## QUOTED PASSAGE
····················

Want examples? Consider the Westlands Water District, one of OID’s favored customers. Located in the arid western portion of the San Joaquin Valley, Westlands has poor groundwater and historically junior water rights. Nonetheless, it’s bought its way to enough political power to command tremendous water subsidies even while the state as whole has suffered the worst drought in public memory.

Last September, the federal government forgave a Westlands’ debt of $350 million dollars owed for its share of the Central Valley Project’s construction costs, guaranteed the district almost 900,000 acre feet of cheap federal water, and relaxed environmental standards for Westlands’ historic drainage problems.

But mostly because Westlands’ farmers have planted acre upon acre of permanent nut crops, even the guarantee of 900,000 acre feet of cheap water isn’t enough to slake the district’s enormous thirst. That’s why Westlands has been one of OID’s most reliable customers.

But recently, OID farmers and the public in general have become skeptical about OID’s claims to have “surplus water.” OID had to cancel a water sale last year when farmer Louis Brichetto pointed out the district hadn’t observed requirements of the California Environmental Quality Act, and OID’s latest water sale proposal is on legal hold, per Judge Mayhew.

Despite years of falling groundwater levels, requests from local farmers to be annexed into the district, the ongoing demise of the San Joaquin Delta and its devastating effects on Delta farmers, fisheries, and recreational users, OID insists that its water sales have no environmental impacts.

But no one should blame OID for its ongoing charade about “surplus water” and positive impacts. State and federal governments have long supported water sales on the theory that market-based decisions are far more effective than government standards.

One major effect has been to divert water from ecosystems necessary for farmers and fisheries with less political clout than behemoths like Westlands and Southern California’s Metropolitan Water District. The ongoing deterioration of the San Joaquin Delta damages the public interest in too many ways to list, but that doesn’t prevent us from continuing to divert Delta water to unsustainable farming operations to the south.

····················

## TASK A
Pick out every line of the listing below that contains the word "building", and copy each one.

····················

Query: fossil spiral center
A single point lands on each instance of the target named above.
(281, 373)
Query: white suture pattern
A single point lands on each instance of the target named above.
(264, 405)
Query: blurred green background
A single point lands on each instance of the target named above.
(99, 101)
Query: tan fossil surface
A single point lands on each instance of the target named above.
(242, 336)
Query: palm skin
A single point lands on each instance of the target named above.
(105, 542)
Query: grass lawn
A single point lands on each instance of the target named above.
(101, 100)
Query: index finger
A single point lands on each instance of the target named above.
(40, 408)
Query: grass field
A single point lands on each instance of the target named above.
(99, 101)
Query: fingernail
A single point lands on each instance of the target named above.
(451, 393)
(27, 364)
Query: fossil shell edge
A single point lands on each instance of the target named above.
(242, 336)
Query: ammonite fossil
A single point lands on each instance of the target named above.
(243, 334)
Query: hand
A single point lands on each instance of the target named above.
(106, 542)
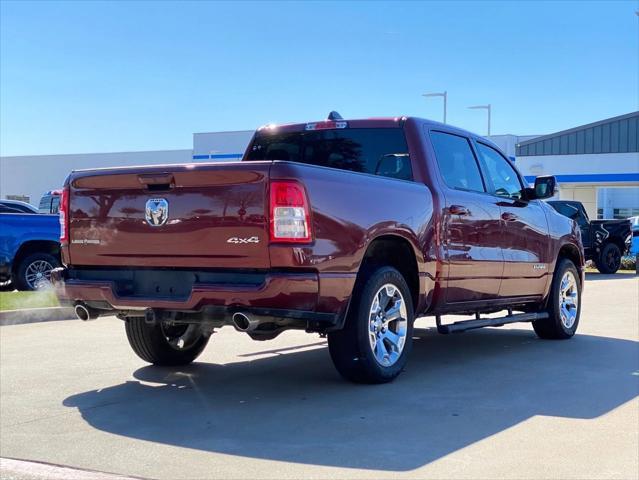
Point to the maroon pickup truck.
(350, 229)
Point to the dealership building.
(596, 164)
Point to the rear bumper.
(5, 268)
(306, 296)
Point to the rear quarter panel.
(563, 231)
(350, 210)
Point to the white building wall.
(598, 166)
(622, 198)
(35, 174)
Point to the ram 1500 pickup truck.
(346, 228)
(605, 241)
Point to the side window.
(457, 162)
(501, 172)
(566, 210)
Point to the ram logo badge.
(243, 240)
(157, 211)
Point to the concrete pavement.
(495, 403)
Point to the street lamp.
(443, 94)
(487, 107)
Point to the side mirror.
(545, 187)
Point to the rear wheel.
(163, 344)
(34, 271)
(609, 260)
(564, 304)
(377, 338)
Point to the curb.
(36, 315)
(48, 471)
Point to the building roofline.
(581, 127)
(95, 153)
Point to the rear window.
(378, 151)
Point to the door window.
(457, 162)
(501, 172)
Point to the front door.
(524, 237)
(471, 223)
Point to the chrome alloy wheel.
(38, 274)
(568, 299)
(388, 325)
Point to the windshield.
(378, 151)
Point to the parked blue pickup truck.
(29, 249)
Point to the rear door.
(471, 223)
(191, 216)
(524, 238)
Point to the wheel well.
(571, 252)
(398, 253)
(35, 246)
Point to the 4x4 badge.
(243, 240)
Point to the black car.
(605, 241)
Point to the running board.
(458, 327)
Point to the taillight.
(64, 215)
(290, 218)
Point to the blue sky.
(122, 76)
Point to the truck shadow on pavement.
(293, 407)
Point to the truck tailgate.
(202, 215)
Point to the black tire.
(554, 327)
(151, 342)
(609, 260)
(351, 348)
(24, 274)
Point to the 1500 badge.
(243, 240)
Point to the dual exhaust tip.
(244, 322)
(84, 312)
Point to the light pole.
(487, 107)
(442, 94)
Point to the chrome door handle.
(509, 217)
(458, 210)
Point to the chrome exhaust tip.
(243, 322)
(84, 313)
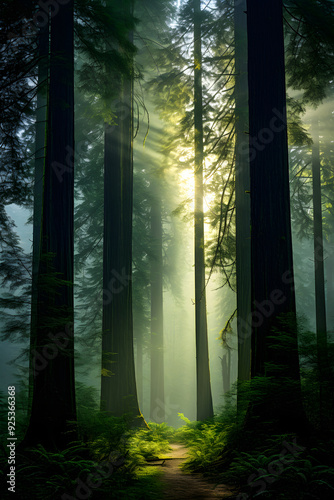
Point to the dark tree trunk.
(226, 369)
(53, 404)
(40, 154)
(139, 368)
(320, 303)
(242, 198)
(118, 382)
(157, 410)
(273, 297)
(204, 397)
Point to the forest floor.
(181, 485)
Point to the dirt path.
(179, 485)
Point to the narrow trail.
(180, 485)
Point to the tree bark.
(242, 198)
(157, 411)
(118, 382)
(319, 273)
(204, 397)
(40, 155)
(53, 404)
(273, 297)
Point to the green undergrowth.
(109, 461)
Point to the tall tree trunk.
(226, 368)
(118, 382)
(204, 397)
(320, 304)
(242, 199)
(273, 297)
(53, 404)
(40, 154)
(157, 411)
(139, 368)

····················

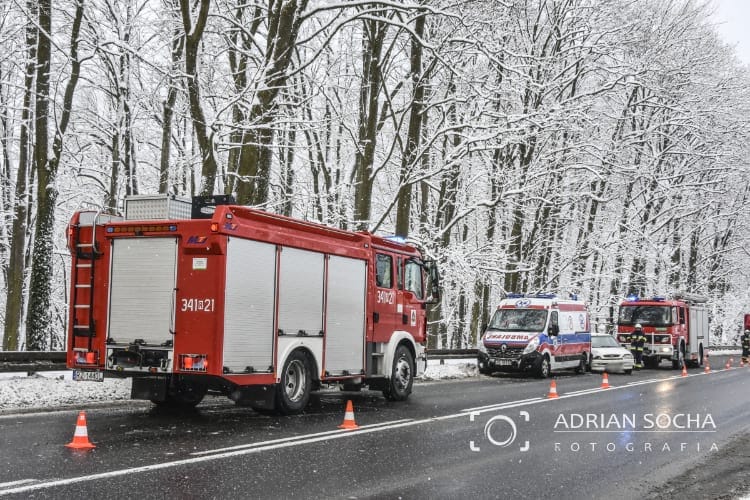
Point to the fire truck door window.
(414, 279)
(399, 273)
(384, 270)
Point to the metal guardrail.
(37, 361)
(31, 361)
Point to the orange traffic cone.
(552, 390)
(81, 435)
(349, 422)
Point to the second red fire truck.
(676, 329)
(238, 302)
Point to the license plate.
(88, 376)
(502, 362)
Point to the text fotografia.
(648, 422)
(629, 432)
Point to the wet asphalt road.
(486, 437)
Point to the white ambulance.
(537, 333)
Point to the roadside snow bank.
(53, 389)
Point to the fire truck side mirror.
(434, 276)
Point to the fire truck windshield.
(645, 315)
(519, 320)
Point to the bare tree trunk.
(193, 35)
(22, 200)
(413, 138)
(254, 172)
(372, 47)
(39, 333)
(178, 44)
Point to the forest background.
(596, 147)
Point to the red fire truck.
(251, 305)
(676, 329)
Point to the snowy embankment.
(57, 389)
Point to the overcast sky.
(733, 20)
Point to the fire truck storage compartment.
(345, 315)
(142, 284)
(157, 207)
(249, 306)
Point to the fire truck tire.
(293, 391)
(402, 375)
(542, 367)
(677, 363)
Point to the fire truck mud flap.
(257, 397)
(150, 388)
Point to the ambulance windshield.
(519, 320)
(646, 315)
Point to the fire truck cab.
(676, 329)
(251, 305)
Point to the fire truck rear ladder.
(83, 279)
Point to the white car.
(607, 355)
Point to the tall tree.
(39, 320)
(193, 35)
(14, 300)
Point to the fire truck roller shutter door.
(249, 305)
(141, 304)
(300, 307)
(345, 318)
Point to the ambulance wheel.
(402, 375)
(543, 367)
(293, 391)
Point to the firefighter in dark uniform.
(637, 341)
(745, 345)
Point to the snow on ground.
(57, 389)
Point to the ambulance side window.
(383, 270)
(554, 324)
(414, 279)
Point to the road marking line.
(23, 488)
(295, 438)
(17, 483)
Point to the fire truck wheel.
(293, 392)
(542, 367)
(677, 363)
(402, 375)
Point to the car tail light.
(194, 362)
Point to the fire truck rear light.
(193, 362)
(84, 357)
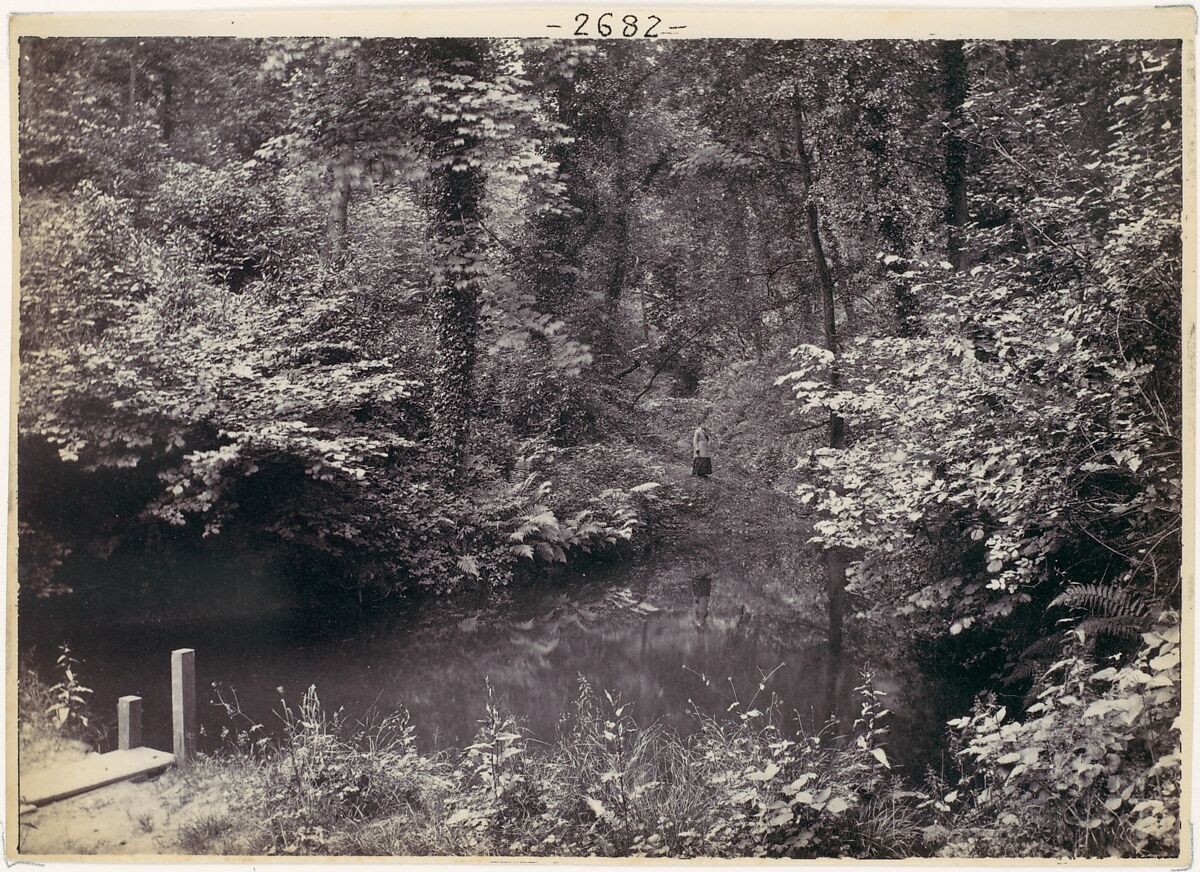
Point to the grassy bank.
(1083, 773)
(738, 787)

····················

## TASK B
Duplicate the part of the passage on water sales that lies between "Last September, the" and "historic drainage problems.", inclusive.

## WORKED ANSWER A
Point to the dealership building.
Point to the white building wall.
Point to the building roofline.

## WORKED ANSWER B
Last September, the federal government forgave a Westlands’ debt of $350 million dollars owed for its share of the Central Valley Project’s construction costs, guaranteed the district almost 900,000 acre feet of cheap federal water, and relaxed environmental standards for Westlands’ historic drainage problems.